What this task involves: Return all lines of the data in which the string "turquoise" occurs.

Information given:

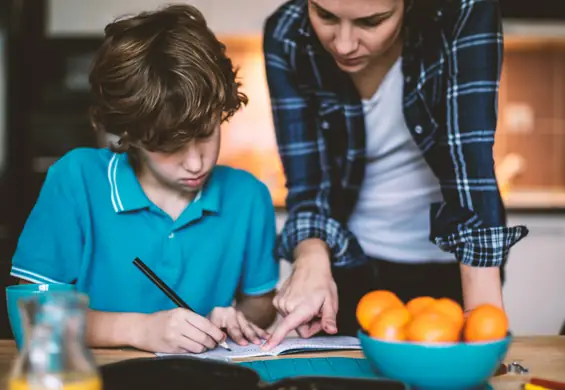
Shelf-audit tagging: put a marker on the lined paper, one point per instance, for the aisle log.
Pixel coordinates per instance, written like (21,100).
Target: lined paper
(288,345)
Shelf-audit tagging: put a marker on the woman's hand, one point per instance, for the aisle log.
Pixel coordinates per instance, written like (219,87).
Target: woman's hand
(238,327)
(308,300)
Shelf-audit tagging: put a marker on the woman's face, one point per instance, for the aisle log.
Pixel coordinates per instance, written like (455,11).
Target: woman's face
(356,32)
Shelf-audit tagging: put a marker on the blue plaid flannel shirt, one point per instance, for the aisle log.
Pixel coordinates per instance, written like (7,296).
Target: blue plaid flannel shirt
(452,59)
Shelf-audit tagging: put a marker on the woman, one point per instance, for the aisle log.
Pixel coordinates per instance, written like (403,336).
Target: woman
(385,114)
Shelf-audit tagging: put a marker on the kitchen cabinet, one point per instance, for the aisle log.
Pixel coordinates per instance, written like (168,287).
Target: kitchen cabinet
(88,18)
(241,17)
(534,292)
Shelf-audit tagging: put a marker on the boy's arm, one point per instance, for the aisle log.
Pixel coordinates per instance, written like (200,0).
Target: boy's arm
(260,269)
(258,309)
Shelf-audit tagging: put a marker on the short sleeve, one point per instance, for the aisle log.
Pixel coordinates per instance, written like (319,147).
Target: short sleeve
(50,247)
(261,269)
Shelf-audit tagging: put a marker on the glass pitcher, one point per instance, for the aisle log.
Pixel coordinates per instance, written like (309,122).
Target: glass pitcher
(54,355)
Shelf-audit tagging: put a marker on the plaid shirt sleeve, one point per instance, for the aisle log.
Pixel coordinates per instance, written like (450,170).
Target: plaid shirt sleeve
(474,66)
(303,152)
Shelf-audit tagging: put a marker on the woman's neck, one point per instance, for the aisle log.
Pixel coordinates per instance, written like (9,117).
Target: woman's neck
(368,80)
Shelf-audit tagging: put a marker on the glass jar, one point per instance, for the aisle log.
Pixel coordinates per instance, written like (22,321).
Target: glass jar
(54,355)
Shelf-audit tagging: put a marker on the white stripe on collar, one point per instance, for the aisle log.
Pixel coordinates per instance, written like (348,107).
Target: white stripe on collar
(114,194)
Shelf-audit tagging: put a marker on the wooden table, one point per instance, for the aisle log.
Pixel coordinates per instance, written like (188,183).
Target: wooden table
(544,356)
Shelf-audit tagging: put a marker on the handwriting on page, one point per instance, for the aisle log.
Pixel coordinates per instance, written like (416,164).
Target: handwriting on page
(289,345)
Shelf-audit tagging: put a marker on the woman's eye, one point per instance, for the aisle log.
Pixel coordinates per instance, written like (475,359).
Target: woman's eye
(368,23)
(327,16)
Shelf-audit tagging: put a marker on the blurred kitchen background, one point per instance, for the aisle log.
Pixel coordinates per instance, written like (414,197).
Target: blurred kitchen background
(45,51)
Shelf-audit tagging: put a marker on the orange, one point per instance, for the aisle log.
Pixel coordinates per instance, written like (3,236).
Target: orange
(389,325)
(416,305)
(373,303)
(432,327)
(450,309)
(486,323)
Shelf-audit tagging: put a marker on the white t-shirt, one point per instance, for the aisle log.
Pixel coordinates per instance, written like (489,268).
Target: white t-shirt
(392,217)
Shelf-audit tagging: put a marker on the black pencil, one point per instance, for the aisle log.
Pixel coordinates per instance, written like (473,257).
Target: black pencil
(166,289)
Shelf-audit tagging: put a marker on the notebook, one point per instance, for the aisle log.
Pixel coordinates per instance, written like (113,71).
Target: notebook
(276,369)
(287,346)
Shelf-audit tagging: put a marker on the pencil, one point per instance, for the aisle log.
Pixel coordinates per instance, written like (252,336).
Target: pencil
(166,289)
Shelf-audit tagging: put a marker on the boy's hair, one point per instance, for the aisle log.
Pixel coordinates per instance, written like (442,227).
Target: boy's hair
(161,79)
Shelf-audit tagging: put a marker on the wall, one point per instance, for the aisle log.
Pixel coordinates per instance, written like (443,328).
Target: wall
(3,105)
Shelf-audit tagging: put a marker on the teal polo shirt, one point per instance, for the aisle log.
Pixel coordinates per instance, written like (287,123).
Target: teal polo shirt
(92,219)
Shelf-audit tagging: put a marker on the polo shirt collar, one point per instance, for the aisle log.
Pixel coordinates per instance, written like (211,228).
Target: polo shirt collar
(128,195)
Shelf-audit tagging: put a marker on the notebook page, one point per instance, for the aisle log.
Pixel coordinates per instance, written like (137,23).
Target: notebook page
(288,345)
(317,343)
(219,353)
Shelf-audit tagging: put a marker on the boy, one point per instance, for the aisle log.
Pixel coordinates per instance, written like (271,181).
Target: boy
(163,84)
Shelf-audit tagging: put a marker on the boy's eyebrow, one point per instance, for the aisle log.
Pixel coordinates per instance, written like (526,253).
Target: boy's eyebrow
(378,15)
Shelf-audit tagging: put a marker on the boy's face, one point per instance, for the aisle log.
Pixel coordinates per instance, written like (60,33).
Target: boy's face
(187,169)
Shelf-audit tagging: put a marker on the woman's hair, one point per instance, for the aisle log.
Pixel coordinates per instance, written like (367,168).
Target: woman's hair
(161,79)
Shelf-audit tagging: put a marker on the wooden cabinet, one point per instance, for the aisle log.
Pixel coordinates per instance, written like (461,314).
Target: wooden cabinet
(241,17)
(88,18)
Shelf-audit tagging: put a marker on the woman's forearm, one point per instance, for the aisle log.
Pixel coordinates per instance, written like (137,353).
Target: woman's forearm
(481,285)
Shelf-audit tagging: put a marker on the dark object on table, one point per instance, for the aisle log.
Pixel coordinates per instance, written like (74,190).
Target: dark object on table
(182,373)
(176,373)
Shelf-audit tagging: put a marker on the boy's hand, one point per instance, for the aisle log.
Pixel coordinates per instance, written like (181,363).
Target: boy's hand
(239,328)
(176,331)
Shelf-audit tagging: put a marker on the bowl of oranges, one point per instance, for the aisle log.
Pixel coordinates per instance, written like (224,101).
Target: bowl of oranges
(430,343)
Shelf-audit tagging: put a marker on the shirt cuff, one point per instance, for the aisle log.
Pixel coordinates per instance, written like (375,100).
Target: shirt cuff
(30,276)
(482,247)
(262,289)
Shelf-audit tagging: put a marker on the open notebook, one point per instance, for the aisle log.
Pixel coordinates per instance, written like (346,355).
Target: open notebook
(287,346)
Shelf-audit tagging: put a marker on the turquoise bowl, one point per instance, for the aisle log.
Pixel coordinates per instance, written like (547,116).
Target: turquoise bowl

Reply to the exercise:
Shelf-audit tagging: put a marker on the turquoise bowl, one point per instance, for the aisle log.
Target: turquoise bowl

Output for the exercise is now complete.